TEXT TO READ ▸
[Start]

I think the real conversion boundary is the type system in some rather loose definition because it is not necessarily defined in a single dialect. There are several occurrences of such boundaries:

  • set-of-dialects-formerly-known-as-standard to the LLVM dialect (builtin buffer-oriented type system to LLVM+builtin primitives type system);
  • set-of-dialects-formerly-known-as-standard to SPIR-V (builtin buffer-oriented type system to SPIR-V type system + some builtiins);
  • tensor dialects (frontend dialects, linalg-on-tensors) to buffer dialects (linalg-on-buffers plus loops) aka bufferization (tensors to memrefs).

My approach would be to finish one of these before starting the other. The infra may support a more complex case, but I find it just saner from complexity management perspective.

FWIW, our flows in both IREE and XLA each have a big “convert everything we know about to LLVM” pass that does exactly this. This is why the populate* functions are exposed to the user in the first place. We still need individual passes for testing and debugging though, a bag of thousand patterns applied by a benefit-based algorithm is largely undebuggable when something goes wrong.

Yes I agree about that. What I meant to say is that it’s not about the dialects definition but rather the conversions definition. As we both stated, there are conversions that deal with just a subset of a dialect, but such conversions often deal with the same types (considering the math conversions, i64 are there both before and after the conversion) and thus the chained casts do not appear. From my understandings this is one of the benefits of having a shared built-in type system (even though I think the memref & tensor stuff should not belong to it, but that’s a personal opinion and is out out the scope of this topic).

[End]

INFORMATION SHOWN ▸
[Start]

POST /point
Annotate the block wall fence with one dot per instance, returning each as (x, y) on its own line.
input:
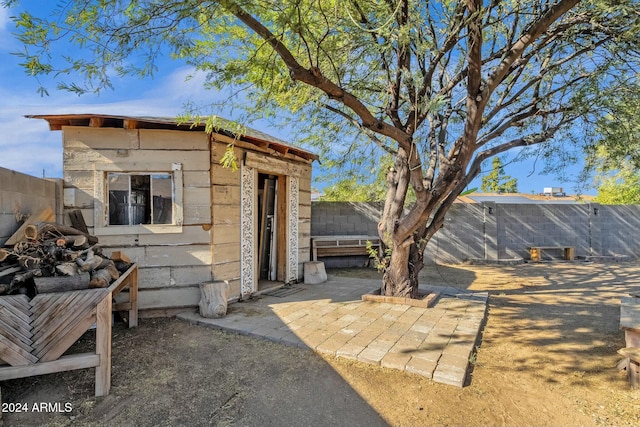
(25, 194)
(493, 231)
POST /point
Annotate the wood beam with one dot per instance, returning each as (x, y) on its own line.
(130, 124)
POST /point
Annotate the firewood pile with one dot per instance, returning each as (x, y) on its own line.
(52, 257)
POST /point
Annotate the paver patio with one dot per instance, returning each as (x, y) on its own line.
(331, 318)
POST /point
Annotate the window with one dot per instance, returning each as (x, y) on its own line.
(136, 198)
(138, 201)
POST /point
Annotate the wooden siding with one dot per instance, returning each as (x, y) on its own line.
(208, 248)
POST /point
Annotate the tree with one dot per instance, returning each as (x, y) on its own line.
(620, 188)
(440, 86)
(496, 181)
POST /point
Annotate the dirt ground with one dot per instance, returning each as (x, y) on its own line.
(547, 357)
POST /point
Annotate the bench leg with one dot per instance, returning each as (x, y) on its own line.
(103, 346)
(633, 373)
(569, 254)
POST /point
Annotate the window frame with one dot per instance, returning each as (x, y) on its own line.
(101, 200)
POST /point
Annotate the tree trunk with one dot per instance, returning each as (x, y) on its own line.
(401, 275)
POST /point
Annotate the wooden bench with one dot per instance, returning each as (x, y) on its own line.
(324, 246)
(536, 252)
(630, 323)
(36, 333)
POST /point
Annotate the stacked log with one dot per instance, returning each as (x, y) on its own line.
(52, 257)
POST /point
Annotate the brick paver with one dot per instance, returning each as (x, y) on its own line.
(331, 318)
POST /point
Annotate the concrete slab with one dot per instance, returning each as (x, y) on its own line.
(332, 319)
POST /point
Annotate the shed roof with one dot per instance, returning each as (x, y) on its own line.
(255, 137)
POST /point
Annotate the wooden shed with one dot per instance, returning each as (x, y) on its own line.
(155, 189)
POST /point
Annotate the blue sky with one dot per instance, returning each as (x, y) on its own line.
(27, 145)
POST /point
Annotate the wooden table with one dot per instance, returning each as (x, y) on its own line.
(35, 333)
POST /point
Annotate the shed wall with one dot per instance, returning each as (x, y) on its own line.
(172, 265)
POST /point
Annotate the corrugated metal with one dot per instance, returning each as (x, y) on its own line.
(248, 134)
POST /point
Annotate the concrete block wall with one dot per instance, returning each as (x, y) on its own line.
(500, 231)
(24, 194)
(459, 238)
(524, 225)
(345, 218)
(620, 229)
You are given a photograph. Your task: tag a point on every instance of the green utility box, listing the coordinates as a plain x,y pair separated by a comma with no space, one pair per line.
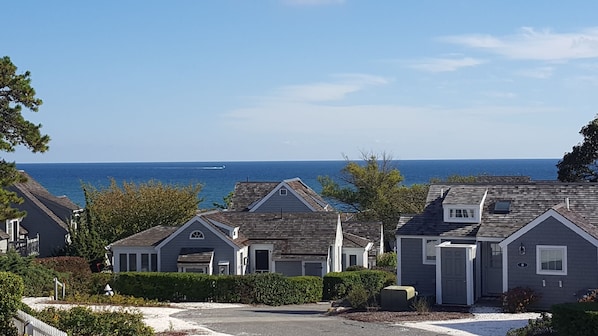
397,298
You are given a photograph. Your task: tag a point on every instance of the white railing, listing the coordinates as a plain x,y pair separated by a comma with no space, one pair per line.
30,326
56,285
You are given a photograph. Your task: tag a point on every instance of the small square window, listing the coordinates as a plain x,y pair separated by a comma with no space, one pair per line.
551,260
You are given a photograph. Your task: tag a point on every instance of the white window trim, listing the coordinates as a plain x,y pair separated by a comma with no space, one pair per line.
425,260
539,249
195,238
472,211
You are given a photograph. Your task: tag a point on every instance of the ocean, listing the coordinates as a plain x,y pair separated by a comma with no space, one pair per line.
219,178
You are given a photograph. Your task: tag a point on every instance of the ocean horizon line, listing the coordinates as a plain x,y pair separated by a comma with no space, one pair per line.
281,161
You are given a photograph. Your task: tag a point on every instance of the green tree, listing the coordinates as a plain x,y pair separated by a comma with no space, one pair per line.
118,211
85,241
579,165
371,189
16,93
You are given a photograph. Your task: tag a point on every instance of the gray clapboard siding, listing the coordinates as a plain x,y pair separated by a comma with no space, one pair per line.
581,255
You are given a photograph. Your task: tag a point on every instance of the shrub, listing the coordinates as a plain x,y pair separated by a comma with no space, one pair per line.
75,272
355,268
516,300
577,318
37,279
421,305
358,297
542,326
11,292
84,321
591,296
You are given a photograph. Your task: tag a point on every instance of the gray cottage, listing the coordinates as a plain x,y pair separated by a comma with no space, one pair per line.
481,239
45,228
282,227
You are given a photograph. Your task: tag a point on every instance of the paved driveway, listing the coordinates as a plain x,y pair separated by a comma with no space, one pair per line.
294,320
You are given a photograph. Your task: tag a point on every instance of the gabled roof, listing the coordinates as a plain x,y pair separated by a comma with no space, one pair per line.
528,200
150,237
249,195
292,234
58,209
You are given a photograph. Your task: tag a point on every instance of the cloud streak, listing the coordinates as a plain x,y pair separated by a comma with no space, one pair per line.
532,44
445,64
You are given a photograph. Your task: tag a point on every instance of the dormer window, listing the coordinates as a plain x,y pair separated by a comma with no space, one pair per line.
196,235
461,214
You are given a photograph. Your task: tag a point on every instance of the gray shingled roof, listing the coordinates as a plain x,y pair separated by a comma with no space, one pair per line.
150,237
55,207
528,201
293,234
246,194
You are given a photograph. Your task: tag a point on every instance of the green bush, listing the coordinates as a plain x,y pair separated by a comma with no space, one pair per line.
516,300
11,293
75,272
542,326
269,288
83,321
337,285
578,318
37,279
358,297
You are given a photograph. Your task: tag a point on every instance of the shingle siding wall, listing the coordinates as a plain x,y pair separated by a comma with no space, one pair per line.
52,236
582,264
277,203
289,268
413,271
222,250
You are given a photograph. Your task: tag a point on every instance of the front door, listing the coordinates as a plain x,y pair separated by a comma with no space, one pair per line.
262,261
454,280
492,269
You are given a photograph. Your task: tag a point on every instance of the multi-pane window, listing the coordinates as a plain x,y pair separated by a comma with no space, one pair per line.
551,259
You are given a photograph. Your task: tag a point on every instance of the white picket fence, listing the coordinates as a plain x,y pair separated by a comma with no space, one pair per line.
30,326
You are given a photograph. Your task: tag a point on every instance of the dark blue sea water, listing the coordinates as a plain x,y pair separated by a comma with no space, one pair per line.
66,178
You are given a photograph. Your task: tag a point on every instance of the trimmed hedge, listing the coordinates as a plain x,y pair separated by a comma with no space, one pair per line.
11,293
269,288
578,318
338,285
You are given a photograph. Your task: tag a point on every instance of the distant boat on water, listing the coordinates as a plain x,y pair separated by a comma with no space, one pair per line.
213,167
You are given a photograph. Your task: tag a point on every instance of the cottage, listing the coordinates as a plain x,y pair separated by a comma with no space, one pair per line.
45,228
481,239
282,227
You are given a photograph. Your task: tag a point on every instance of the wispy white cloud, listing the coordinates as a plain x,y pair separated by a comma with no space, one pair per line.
344,85
539,73
312,2
445,64
532,44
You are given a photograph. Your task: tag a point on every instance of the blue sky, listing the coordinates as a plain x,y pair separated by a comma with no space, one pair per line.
305,79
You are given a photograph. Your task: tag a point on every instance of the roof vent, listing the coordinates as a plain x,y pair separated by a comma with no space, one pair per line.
502,207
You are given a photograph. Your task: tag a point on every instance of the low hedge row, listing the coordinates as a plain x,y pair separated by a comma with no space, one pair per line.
578,318
270,288
338,285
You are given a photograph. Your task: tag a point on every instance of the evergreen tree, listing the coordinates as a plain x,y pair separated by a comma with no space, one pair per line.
16,93
579,165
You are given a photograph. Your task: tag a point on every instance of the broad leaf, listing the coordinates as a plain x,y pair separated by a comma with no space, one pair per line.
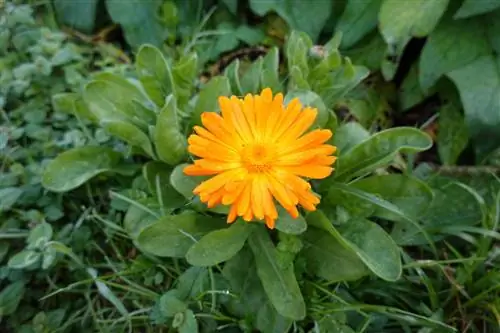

[End]

TASKS FOR THIS EXERCISE ▸
a) Repeat word for word the part of the post on dialect conversion boundaries that opens with the words containing "My approach would" and closes with "something goes wrong.".
b) Pick out every line of the records that contains the string "bench", matching case exactly, and copy each such line.

EXPECTED ANSWERS ▸
a)
My approach would be to finish one of these before starting the other. The infra may support a more complex case, but I find it just saner from complexity management perspective.

FWIW, our flows in both IREE and XLA each have a big “convert everything we know about to LLVM” pass that does exactly this. This is why the populate* functions are exposed to the user in the first place. We still need individual passes for testing and debugging though, a bag of thousand patterns applied by a benefit-based algorithm is largely undebuggable when something goes wrong.

b)
Annotate the bench leg with one dot per instance, returning each as (x, y) on its own line.
Annotate the wooden bench with one dot per instance, returning each as (x, y) on its own line.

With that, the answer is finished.